* **What you should do**: Copy out every line of the data below verbatim, omitting the pictures from your output.
***** Stored rows
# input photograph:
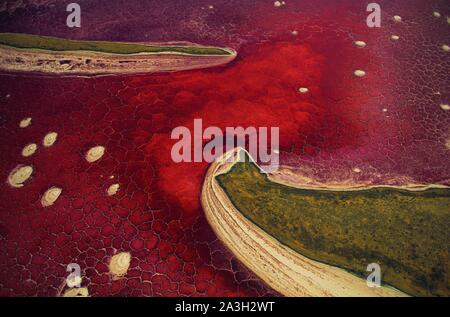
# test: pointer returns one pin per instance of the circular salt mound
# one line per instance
(20, 175)
(50, 196)
(119, 264)
(95, 153)
(25, 122)
(29, 149)
(397, 18)
(113, 189)
(50, 139)
(77, 292)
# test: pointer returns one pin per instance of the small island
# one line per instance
(51, 55)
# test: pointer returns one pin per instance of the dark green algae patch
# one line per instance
(29, 41)
(404, 231)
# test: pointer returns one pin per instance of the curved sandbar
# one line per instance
(280, 267)
(41, 54)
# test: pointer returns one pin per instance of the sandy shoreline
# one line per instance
(96, 63)
(283, 269)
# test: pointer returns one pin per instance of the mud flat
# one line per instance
(38, 54)
(285, 270)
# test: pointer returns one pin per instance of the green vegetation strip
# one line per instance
(28, 41)
(405, 232)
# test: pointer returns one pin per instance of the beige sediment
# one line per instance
(280, 267)
(98, 63)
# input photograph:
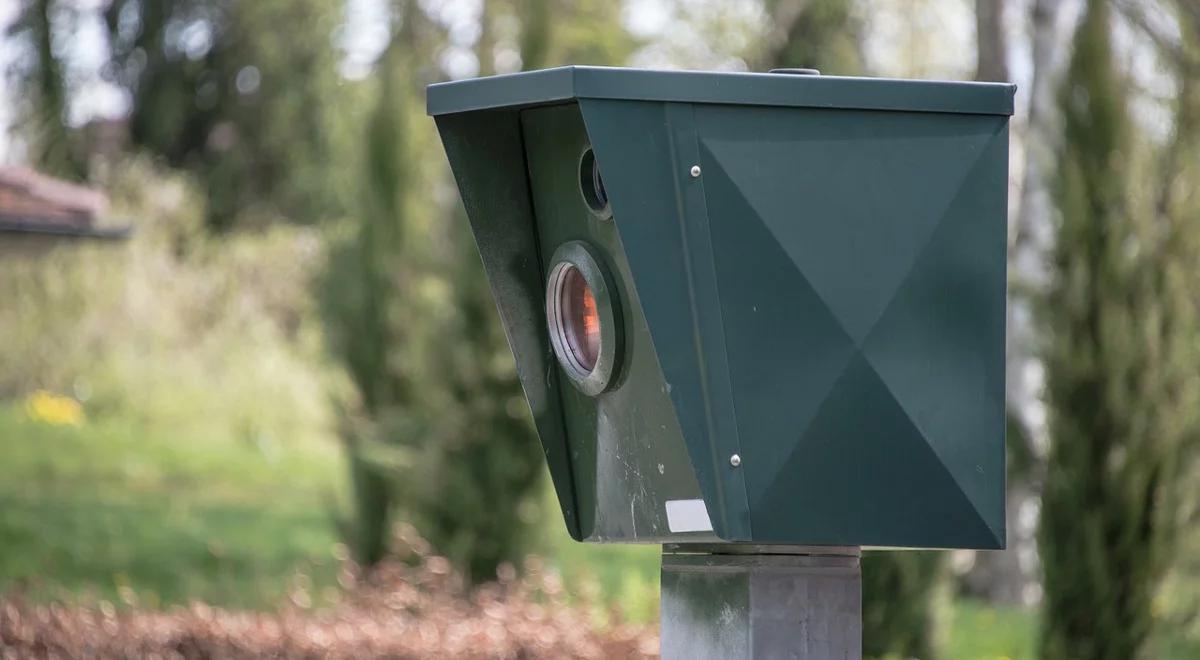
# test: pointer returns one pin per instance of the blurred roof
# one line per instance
(35, 203)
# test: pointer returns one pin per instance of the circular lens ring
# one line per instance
(592, 186)
(588, 361)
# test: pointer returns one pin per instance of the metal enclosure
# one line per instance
(810, 276)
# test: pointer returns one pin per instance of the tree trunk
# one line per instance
(991, 58)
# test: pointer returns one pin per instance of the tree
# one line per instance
(245, 95)
(438, 431)
(991, 41)
(1121, 370)
(42, 87)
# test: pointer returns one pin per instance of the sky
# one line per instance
(667, 27)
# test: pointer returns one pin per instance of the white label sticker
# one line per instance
(688, 515)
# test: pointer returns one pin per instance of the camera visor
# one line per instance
(581, 318)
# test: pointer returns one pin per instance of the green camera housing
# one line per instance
(799, 283)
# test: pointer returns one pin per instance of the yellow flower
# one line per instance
(54, 409)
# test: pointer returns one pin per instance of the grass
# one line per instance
(114, 511)
(121, 511)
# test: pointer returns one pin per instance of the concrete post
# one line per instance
(743, 601)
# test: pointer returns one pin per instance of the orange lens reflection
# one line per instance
(581, 319)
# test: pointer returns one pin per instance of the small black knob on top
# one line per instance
(796, 71)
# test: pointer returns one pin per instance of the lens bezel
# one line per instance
(577, 256)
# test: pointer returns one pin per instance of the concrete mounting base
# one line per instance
(741, 601)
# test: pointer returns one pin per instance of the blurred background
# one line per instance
(255, 397)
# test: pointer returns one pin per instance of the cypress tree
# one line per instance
(1121, 373)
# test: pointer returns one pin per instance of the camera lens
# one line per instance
(582, 318)
(592, 185)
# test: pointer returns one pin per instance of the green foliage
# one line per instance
(244, 95)
(43, 90)
(118, 511)
(1121, 373)
(905, 597)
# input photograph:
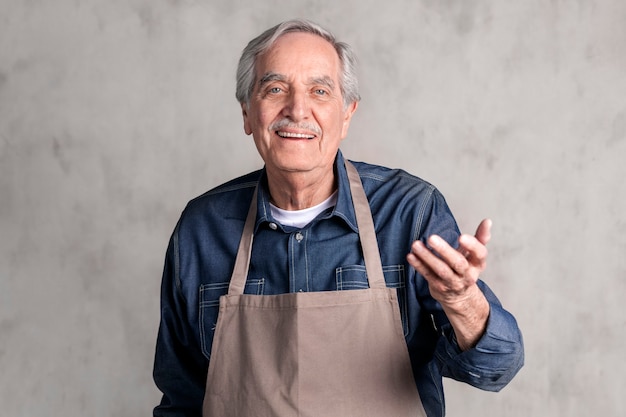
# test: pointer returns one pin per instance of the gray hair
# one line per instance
(246, 76)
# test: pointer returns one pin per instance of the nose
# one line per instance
(297, 106)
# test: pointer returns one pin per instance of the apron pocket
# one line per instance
(354, 277)
(209, 307)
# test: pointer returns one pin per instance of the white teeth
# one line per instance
(294, 135)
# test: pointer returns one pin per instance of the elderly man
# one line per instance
(317, 286)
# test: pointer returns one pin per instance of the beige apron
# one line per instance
(312, 354)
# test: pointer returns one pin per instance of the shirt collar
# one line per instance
(344, 208)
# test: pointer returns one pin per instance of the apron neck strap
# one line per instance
(364, 221)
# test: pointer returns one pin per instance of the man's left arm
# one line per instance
(484, 336)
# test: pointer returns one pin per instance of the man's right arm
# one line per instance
(179, 367)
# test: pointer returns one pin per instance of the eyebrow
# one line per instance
(272, 76)
(269, 77)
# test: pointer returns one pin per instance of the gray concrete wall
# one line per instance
(114, 113)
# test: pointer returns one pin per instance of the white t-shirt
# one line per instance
(300, 218)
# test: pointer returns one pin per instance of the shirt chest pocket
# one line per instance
(209, 307)
(353, 277)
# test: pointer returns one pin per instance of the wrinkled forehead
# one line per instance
(299, 53)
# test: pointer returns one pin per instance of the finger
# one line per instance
(440, 276)
(475, 253)
(483, 232)
(452, 257)
(448, 264)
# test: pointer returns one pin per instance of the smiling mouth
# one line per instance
(283, 134)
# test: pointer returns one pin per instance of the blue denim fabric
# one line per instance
(323, 256)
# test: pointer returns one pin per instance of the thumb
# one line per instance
(483, 232)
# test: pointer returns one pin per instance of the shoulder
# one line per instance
(378, 179)
(230, 199)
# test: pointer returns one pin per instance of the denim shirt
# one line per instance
(325, 255)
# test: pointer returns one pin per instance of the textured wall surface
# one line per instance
(113, 114)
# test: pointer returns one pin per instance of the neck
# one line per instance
(299, 191)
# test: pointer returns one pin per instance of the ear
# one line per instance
(246, 121)
(348, 112)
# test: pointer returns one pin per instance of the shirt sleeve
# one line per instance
(179, 366)
(496, 358)
(499, 354)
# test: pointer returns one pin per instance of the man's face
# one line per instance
(296, 113)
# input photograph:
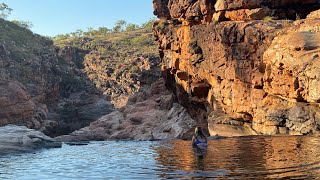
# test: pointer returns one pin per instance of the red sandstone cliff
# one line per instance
(229, 66)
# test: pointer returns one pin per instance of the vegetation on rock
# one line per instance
(118, 61)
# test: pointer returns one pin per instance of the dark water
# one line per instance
(230, 158)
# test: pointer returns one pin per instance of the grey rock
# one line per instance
(17, 139)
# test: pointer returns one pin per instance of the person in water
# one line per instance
(199, 139)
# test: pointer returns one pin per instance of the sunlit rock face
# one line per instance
(227, 65)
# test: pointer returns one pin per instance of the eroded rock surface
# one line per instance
(150, 114)
(254, 73)
(17, 139)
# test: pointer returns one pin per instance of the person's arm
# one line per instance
(193, 140)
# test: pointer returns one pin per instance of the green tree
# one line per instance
(24, 24)
(5, 11)
(148, 24)
(104, 30)
(131, 27)
(119, 26)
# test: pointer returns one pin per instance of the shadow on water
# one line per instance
(255, 157)
(246, 157)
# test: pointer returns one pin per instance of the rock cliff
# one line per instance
(250, 64)
(41, 88)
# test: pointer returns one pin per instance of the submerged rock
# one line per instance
(17, 139)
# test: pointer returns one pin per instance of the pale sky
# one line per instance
(52, 17)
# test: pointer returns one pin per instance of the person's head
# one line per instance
(198, 131)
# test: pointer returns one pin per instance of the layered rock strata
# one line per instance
(19, 139)
(253, 73)
(151, 114)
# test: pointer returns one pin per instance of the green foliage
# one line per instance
(119, 26)
(148, 24)
(132, 27)
(267, 18)
(5, 11)
(23, 24)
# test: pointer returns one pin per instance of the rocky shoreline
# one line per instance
(20, 139)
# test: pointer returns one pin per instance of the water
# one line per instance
(229, 158)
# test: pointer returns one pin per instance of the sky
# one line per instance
(53, 17)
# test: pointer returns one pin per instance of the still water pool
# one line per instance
(229, 158)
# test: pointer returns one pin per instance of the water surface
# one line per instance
(229, 158)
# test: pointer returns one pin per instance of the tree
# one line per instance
(5, 11)
(148, 24)
(132, 27)
(104, 30)
(24, 24)
(119, 26)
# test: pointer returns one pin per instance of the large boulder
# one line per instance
(16, 105)
(150, 115)
(17, 139)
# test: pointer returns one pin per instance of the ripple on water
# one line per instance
(240, 158)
**********
* **Response below**:
# input photograph:
# test: pointer returns one pin per instance of the circular salt mound
# one line per instance
(20, 175)
(50, 196)
(119, 264)
(95, 153)
(25, 122)
(29, 149)
(397, 18)
(113, 189)
(50, 139)
(77, 292)
# test: pointer returns one pin per instance of the small island
# one line per instance
(51, 55)
# test: pointer returns one pin per instance of the dark green algae patch
# one line per instance
(29, 41)
(404, 231)
# test: pointer returns one pin per instance of the curved sandbar
# one line per instance
(280, 267)
(41, 54)
# test: pointer returns one pin per instance of the sandy shoreline
# one line per instance
(96, 63)
(283, 269)
# test: pointer returns one pin per instance of the mud flat
# one line per instance
(38, 54)
(285, 270)
# test: pointer returns one pin per instance of the green vegetation strip
# one line per instance
(28, 41)
(405, 232)
# test: pointer returns one pin per instance of the beige sediment
# one line per instance
(280, 267)
(98, 63)
# input photograph:
# test: pointer returns one pin per instance of the blurred roof
# one line per instance
(35, 203)
# test: pointer returns one pin per instance of the circular lens ring
# one line per instance
(592, 186)
(588, 361)
# test: pointer returns one pin per instance of the metal enclosure
# one line per instance
(810, 276)
# test: pointer returns one pin per instance of the tree trunk
# one line per instance
(991, 58)
# test: pointer returns one pin per instance of the tree
# one line per instance
(245, 95)
(438, 431)
(991, 41)
(1121, 370)
(42, 87)
# test: pointer returns one pin per instance of the sky
# one line per instance
(667, 27)
# test: pointer returns one pin per instance of the white label sticker
# one line per instance
(688, 515)
# test: pointer returns one pin per instance of the camera visor
# one line per instance
(581, 318)
# test: pointer returns one pin per instance of the green camera housing
# one line per instance
(799, 283)
# test: pointer returns one pin per instance of the yellow flower
# one line per instance
(54, 409)
# test: pointer returns one pin per instance of the grass
# one line per instance
(114, 511)
(121, 511)
# test: pointer returns one pin per instance of the concrete post
# one line per instance
(743, 601)
# test: pointer returns one pin per instance of the orange lens reflection
# one line per instance
(581, 319)
# test: pointer returns one pin per instance of the small black knob on top
# one line per instance
(796, 71)
# test: pointer returns one pin per instance of the lens bezel
# one line per instance
(577, 256)
# test: pointer returns one pin per instance of the concrete mounting base
# one line per instance
(741, 601)
# test: pointer returns one pin per instance of the blurred background
# one line per instance
(255, 397)
# test: pointer returns one pin per instance of the cypress tree
# one line per instance
(1121, 373)
# test: pointer returns one pin per instance of the camera lens
# one line per instance
(582, 318)
(592, 185)
# test: pointer returns one pin per instance of the green foliage
# one line per instance
(244, 95)
(43, 90)
(118, 511)
(1121, 373)
(905, 597)
# input photograph:
# test: pointer returns one pin per instance of the gray hair
# one line per instance
(246, 76)
# test: pointer returns one pin per instance of the nose
# one line per instance
(297, 106)
# test: pointer returns one pin per instance of the apron pocket
# one line per instance
(354, 277)
(209, 307)
# test: pointer returns one pin per instance of the white teeth
# one line per instance
(294, 135)
# test: pointer returns one pin per instance of the elderly man
# one line per instance
(317, 286)
# test: pointer returns one pin per instance of the beige apron
# one line per instance
(312, 354)
# test: pointer returns one pin per instance of the shirt collar
# one line per instance
(344, 208)
# test: pointer returns one pin per instance of the apron neck strap
# one line per instance
(364, 221)
# test: pointer returns one pin per instance of the man's left arm
# one line per instance
(484, 336)
# test: pointer returns one pin per instance of the man's right arm
# one line per instance
(179, 367)
# test: pointer returns one pin per instance of the eyebrow
# one line per instance
(272, 76)
(269, 77)
# test: pointer returns one pin per instance of the gray concrete wall
# one line per instance
(114, 113)
# test: pointer returns one pin per instance of the white t-shirt
# one line per instance
(300, 218)
# test: pointer returns one pin per instance of the shirt chest pocket
# one line per instance
(209, 307)
(353, 277)
# test: pointer returns one pin per instance of the wrinkled forehead
# one line per instance
(299, 53)
# test: pointer returns one pin per instance of the finger
# one line per instance
(440, 276)
(475, 253)
(483, 232)
(452, 257)
(448, 264)
# test: pointer returns one pin per instance of the smiling mouth
# one line per instance
(283, 134)
# test: pointer returns one pin per instance of the blue denim fabric
# one line per instance
(323, 256)
# test: pointer returns one pin per instance of the thumb
# one line per instance
(483, 232)
# test: pointer returns one pin per instance of the shoulder
# one line per instance
(378, 179)
(230, 199)
# test: pointer returns one pin per instance of the denim shirt
# one line per instance
(325, 255)
# test: pointer returns one pin per instance of the textured wall surface
# one line per instance
(113, 114)
# test: pointer returns one pin per instance of the neck
# one line per instance
(299, 191)
# test: pointer returns one pin per instance of the ear
# one line per instance
(246, 121)
(348, 112)
# test: pointer returns one pin per instance of the shirt sleeve
# one line per instance
(179, 366)
(496, 358)
(499, 354)
# test: pointer returns one pin per instance of the man's face
# one line per instance
(296, 113)
# input photograph:
# test: pointer returns one pin per instance of the red sandstone cliff
# one line per instance
(229, 66)
# test: pointer returns one pin per instance of the vegetation on rock
# one line per instance
(118, 61)
# test: pointer returns one pin per instance of the dark water
# one line per instance
(230, 158)
# test: pointer returns one pin per instance of the grey rock
# one line per instance
(17, 139)
# test: pointer returns one pin per instance of the person in water
# one line per instance
(199, 139)
# test: pointer returns one pin per instance of the sunlit rock face
# one line per instance
(227, 65)
# test: pointer returns one pin per instance of the eroded rock surface
# one line per instance
(150, 114)
(254, 73)
(17, 139)
# test: pointer returns one pin per instance of the person's arm
# one line per instance
(193, 140)
# test: pointer returns one pin per instance of the green tree
# one line per instance
(24, 24)
(5, 11)
(148, 24)
(104, 30)
(131, 27)
(119, 26)
# test: pointer returns one pin per instance of the shadow on water
# one line per instance
(255, 157)
(246, 157)
# test: pointer returns one pin per instance of the rock cliff
# one line per instance
(250, 64)
(41, 88)
# test: pointer returns one pin per instance of the submerged rock
# one line per instance
(17, 139)
# test: pointer returns one pin per instance of the pale sky
# one line per instance
(52, 17)
# test: pointer returns one pin per instance of the person's head
# one line per instance
(198, 131)
# test: pointer returns one pin per instance of the layered rock strata
# one line per instance
(19, 139)
(253, 73)
(151, 114)
# test: pointer returns one pin per instance of the green foliage
# one line per instance
(119, 26)
(148, 24)
(132, 27)
(267, 18)
(5, 11)
(23, 24)
# test: pointer returns one pin per instance of the rocky shoreline
# one line per instance
(20, 139)
# test: pointer returns one pin per instance of the water
# one line per instance
(229, 158)
# test: pointer returns one pin per instance of the sky
# one line per instance
(53, 17)
# test: pointer returns one pin per instance of the still water pool
# one line per instance
(229, 158)
# test: pointer returns one pin per instance of the water surface
# one line per instance
(229, 158)
# test: pointer returns one pin per instance of the tree
# one line per instance
(5, 11)
(148, 24)
(132, 27)
(104, 30)
(24, 24)
(119, 26)
# test: pointer returns one pin per instance of the large boulder
# one line per instance
(16, 105)
(150, 115)
(17, 139)
# test: pointer returns one pin per instance of the ripple on water
# one line per instance
(240, 158)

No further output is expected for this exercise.